-- WHAT THIS TASK INVOLVES --
Could you recast every line of the listing below as a numbered list, skipping any blank lines and leaving the pictures out?

══════════

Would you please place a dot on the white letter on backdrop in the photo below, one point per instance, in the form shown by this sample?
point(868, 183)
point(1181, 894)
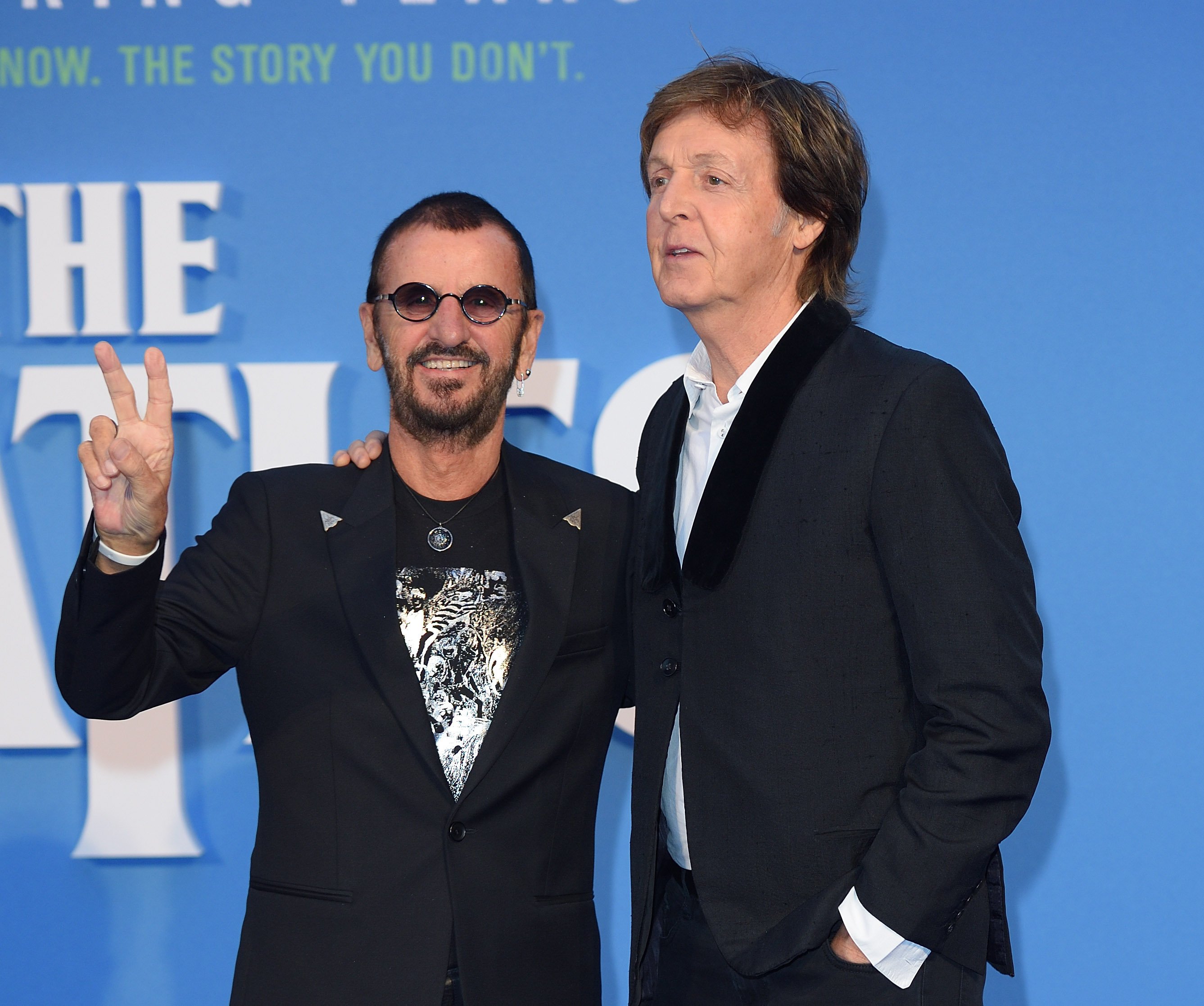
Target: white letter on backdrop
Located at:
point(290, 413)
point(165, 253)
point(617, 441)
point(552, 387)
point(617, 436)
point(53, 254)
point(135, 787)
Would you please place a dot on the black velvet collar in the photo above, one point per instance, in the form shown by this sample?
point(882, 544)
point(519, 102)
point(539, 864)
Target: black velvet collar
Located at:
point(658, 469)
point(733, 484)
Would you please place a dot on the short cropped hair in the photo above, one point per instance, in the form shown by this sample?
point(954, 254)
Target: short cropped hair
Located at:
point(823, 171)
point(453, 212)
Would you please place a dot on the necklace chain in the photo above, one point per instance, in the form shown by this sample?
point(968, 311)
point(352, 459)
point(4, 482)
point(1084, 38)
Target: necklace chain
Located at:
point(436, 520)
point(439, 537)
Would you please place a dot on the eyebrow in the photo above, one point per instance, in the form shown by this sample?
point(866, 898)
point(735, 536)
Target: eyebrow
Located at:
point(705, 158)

══════════

-- EXERCISE SOLUTION --
1. Would you please place a dot on the white letter on backdrop in the photo below, one point per instance, in the form shown by this sample?
2. point(868, 183)
3. point(1181, 894)
4. Target: white letter on backdrop
5. Located at:
6. point(290, 413)
7. point(165, 253)
8. point(617, 441)
9. point(552, 387)
10. point(617, 436)
11. point(53, 254)
12. point(135, 787)
13. Would you please place a dot on the black velvet collar in the photo above, one point per instance, in the form shown by this sample?
14. point(882, 544)
15. point(519, 102)
16. point(539, 864)
17. Target: black velvet collar
18. Located at:
19. point(658, 469)
20. point(733, 484)
21. Would you please place a dot on the short cropped hair in the photo above, one point per instance, in the form shown by this sample?
22. point(954, 254)
23. Target: short cropped hair
24. Located at:
25. point(823, 171)
26. point(453, 212)
27. Would you please place a dot on the necklace chain in the photo above, one point per instance, in the form shown by this sample?
28. point(968, 311)
29. point(352, 459)
30. point(4, 482)
31. point(1084, 38)
32. Target: necklace chain
33. Located at:
34. point(436, 520)
35. point(439, 537)
36. Would you please place a dot on the eyebrow in the photo above, one point per instance, in the form shown by this sample?
37. point(866, 898)
38. point(735, 536)
39. Target: eyebrow
40. Located at:
41. point(705, 158)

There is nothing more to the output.